**What the task asks**. Transcribe every record exactly as it appears.

- - - -

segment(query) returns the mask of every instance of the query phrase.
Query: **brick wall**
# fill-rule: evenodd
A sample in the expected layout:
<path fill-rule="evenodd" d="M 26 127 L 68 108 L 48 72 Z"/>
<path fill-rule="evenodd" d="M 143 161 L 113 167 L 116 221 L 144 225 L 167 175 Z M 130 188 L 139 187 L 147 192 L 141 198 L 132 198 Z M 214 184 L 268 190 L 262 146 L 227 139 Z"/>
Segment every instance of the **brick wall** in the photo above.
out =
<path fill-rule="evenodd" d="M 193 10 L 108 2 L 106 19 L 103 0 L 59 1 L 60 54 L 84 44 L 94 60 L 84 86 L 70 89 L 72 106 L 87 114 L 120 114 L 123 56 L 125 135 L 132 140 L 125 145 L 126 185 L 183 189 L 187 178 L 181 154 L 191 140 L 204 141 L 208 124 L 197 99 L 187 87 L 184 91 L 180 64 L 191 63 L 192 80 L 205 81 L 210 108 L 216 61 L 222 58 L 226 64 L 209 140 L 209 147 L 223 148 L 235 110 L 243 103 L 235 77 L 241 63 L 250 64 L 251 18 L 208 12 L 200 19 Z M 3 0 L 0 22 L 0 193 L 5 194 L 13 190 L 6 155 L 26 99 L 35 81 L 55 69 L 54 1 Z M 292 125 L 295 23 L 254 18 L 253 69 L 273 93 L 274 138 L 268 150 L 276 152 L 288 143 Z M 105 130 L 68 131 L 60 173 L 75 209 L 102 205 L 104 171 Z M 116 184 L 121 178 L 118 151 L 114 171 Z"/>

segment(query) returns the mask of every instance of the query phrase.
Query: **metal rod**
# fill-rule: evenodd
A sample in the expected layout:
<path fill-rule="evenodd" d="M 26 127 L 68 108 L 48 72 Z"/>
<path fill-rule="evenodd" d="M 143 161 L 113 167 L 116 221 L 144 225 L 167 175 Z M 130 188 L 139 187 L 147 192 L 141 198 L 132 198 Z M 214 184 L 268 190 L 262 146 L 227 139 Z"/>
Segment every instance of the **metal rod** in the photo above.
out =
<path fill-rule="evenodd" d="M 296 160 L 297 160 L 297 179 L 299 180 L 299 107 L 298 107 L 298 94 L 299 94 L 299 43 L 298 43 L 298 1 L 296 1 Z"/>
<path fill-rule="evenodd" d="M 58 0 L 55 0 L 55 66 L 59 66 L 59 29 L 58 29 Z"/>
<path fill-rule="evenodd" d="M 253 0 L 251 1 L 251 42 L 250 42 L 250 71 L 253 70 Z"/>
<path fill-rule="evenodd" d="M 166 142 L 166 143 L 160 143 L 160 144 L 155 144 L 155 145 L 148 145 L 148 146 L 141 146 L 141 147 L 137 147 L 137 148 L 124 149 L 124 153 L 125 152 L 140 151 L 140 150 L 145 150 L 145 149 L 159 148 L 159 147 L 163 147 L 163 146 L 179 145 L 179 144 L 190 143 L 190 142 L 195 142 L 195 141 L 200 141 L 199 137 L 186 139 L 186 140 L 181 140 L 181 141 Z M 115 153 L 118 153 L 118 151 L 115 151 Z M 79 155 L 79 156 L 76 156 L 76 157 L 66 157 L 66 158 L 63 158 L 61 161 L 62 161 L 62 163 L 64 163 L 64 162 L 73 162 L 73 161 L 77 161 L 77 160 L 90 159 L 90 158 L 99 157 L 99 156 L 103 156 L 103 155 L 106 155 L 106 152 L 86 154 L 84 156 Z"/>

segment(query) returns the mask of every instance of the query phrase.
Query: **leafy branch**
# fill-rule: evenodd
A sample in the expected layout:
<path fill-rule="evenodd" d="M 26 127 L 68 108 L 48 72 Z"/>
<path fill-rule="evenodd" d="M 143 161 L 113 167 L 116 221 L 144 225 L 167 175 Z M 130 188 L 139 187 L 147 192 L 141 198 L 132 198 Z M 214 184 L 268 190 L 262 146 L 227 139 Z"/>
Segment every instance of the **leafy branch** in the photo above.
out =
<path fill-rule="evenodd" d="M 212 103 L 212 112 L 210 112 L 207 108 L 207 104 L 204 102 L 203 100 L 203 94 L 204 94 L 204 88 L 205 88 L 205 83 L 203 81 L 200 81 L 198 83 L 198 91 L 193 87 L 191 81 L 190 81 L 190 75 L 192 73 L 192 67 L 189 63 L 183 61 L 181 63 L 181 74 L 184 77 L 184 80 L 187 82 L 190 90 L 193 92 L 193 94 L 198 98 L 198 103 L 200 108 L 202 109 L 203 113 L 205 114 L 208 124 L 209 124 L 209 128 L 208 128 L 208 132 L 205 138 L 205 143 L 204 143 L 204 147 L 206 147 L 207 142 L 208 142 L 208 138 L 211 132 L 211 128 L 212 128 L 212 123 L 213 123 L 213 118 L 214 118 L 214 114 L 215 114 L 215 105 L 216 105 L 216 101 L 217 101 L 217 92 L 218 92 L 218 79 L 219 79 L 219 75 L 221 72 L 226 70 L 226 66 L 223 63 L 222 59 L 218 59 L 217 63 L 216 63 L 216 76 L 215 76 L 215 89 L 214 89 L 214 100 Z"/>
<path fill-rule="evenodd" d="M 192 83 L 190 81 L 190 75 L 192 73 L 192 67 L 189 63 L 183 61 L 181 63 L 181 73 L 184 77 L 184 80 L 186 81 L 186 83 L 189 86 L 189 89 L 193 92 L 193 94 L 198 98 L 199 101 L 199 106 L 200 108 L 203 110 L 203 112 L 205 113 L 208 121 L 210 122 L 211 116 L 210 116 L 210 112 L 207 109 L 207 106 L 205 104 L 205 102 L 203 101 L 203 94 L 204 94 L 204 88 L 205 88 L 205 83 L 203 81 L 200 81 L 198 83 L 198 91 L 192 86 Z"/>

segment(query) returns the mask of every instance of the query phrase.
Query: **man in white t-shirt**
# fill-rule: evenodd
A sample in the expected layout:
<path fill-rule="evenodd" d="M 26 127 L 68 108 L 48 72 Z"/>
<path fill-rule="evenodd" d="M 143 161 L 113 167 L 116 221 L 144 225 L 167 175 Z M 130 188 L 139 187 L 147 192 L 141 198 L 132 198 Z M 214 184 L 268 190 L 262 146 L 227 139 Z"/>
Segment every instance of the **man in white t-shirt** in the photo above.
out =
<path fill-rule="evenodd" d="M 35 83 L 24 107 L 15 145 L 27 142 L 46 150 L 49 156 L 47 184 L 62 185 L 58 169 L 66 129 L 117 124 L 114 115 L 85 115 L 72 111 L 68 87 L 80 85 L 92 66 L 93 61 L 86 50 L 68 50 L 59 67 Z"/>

- - - -

**Answer to the problem**.
segment(query) returns the mask of every instance of the query phrase.
Query: **brick wall**
# fill-rule: evenodd
A sample in the expected layout:
<path fill-rule="evenodd" d="M 26 127 L 68 108 L 48 72 Z"/>
<path fill-rule="evenodd" d="M 143 161 L 113 167 L 116 221 L 144 225 L 167 175 Z M 130 188 L 139 187 L 147 192 L 141 198 L 132 198 Z M 214 184 L 268 190 L 262 146 L 227 139 Z"/>
Segment every instance of the **brick wall** in the photo above.
out =
<path fill-rule="evenodd" d="M 193 10 L 108 2 L 106 19 L 103 0 L 59 1 L 60 54 L 84 44 L 94 60 L 84 86 L 70 89 L 72 106 L 87 114 L 120 114 L 123 56 L 125 135 L 132 140 L 125 145 L 126 185 L 183 189 L 187 178 L 181 154 L 191 140 L 204 141 L 208 124 L 197 99 L 187 87 L 184 91 L 180 64 L 191 63 L 192 80 L 205 81 L 210 108 L 216 61 L 222 58 L 226 64 L 209 140 L 209 147 L 223 148 L 235 110 L 243 103 L 235 77 L 241 63 L 250 64 L 251 18 L 208 12 L 200 19 Z M 3 0 L 0 22 L 0 193 L 5 194 L 13 190 L 6 155 L 26 99 L 35 81 L 55 69 L 54 1 Z M 292 125 L 295 23 L 254 18 L 253 69 L 273 93 L 274 138 L 268 150 L 276 152 L 288 143 Z M 105 130 L 68 131 L 60 173 L 75 209 L 102 205 L 104 171 Z M 116 184 L 121 178 L 118 151 L 114 171 Z"/>

segment(query) returns the mask of every instance of the query phrase.
Query: **metal rod**
# fill-rule: evenodd
A sample in the expected layout:
<path fill-rule="evenodd" d="M 26 127 L 68 108 L 48 72 Z"/>
<path fill-rule="evenodd" d="M 143 161 L 113 167 L 116 221 L 144 225 L 167 175 Z M 130 188 L 139 187 L 147 192 L 141 198 L 132 198 Z M 214 184 L 268 190 L 262 146 L 227 139 Z"/>
Segment every instance of the **metal rod** in the photo above.
out =
<path fill-rule="evenodd" d="M 296 160 L 297 160 L 297 179 L 299 180 L 299 107 L 298 107 L 298 94 L 299 94 L 299 43 L 298 43 L 298 1 L 296 1 Z"/>
<path fill-rule="evenodd" d="M 58 0 L 55 0 L 55 66 L 59 66 L 59 29 L 58 29 Z"/>
<path fill-rule="evenodd" d="M 253 0 L 251 1 L 251 42 L 250 42 L 250 71 L 253 70 Z"/>
<path fill-rule="evenodd" d="M 166 142 L 166 143 L 160 143 L 160 144 L 155 144 L 155 145 L 148 145 L 148 146 L 141 146 L 141 147 L 137 147 L 137 148 L 124 149 L 124 153 L 125 152 L 140 151 L 140 150 L 145 150 L 145 149 L 159 148 L 159 147 L 163 147 L 163 146 L 179 145 L 179 144 L 190 143 L 190 142 L 195 142 L 195 141 L 200 141 L 199 137 L 186 139 L 186 140 L 181 140 L 181 141 Z M 115 153 L 118 153 L 118 151 L 115 151 Z M 79 155 L 79 156 L 76 156 L 76 157 L 66 157 L 66 158 L 63 158 L 61 161 L 62 161 L 62 163 L 64 163 L 64 162 L 73 162 L 73 161 L 77 161 L 77 160 L 90 159 L 90 158 L 99 157 L 99 156 L 103 156 L 103 155 L 106 155 L 106 152 L 86 154 L 84 156 Z"/>

segment(query) returns the mask of every instance of the query phrase.
Query: **leafy branch**
# fill-rule: evenodd
A sample in the expected layout:
<path fill-rule="evenodd" d="M 26 127 L 68 108 L 48 72 Z"/>
<path fill-rule="evenodd" d="M 143 161 L 113 167 L 116 221 L 144 225 L 167 175 Z M 130 188 L 139 187 L 147 192 L 141 198 L 132 198 Z M 214 184 L 268 190 L 262 146 L 227 139 Z"/>
Segment every instance of the **leafy branch** in the photo above.
out =
<path fill-rule="evenodd" d="M 212 103 L 212 112 L 210 112 L 207 108 L 207 104 L 204 102 L 203 100 L 203 94 L 204 94 L 204 88 L 205 88 L 205 83 L 203 81 L 200 81 L 198 83 L 198 91 L 193 87 L 191 81 L 190 81 L 190 75 L 192 73 L 192 67 L 189 63 L 183 61 L 181 63 L 181 74 L 184 77 L 184 80 L 187 82 L 190 90 L 193 92 L 193 94 L 198 98 L 198 103 L 200 108 L 202 109 L 203 113 L 205 114 L 208 124 L 209 124 L 209 128 L 208 128 L 208 132 L 205 138 L 205 143 L 204 143 L 204 147 L 206 147 L 207 142 L 208 142 L 208 138 L 211 132 L 211 128 L 212 128 L 212 123 L 213 123 L 213 118 L 214 118 L 214 114 L 215 114 L 215 105 L 216 105 L 216 101 L 217 101 L 217 92 L 218 92 L 218 79 L 219 79 L 219 75 L 221 72 L 226 70 L 226 66 L 223 63 L 222 59 L 218 59 L 217 63 L 216 63 L 216 76 L 215 76 L 215 89 L 214 89 L 214 100 Z"/>
<path fill-rule="evenodd" d="M 192 83 L 190 81 L 190 75 L 192 73 L 192 67 L 189 63 L 183 61 L 181 63 L 181 73 L 184 77 L 184 80 L 186 81 L 186 83 L 189 86 L 189 89 L 193 92 L 193 94 L 198 98 L 199 101 L 199 106 L 200 108 L 203 110 L 203 112 L 205 113 L 208 121 L 210 122 L 211 116 L 210 116 L 210 112 L 207 109 L 207 106 L 205 104 L 205 102 L 203 101 L 203 94 L 204 94 L 204 88 L 205 88 L 205 83 L 203 81 L 200 81 L 198 83 L 198 91 L 192 86 Z"/>

segment(query) returns the mask of every instance of the query phrase.
Query: **man in white t-shirt**
# fill-rule: evenodd
A sample in the expected layout:
<path fill-rule="evenodd" d="M 26 127 L 68 108 L 48 72 Z"/>
<path fill-rule="evenodd" d="M 143 161 L 113 167 L 116 221 L 144 225 L 167 175 Z M 130 188 L 139 187 L 147 192 L 141 198 L 132 198 Z M 214 184 L 268 190 L 262 146 L 227 139 Z"/>
Segment every instance of the **man in white t-shirt** in the photo above.
out =
<path fill-rule="evenodd" d="M 35 83 L 24 107 L 15 145 L 27 142 L 46 150 L 49 156 L 47 184 L 62 185 L 58 169 L 66 129 L 117 124 L 114 115 L 85 115 L 72 111 L 68 87 L 80 85 L 92 66 L 93 61 L 86 50 L 68 50 L 59 67 Z"/>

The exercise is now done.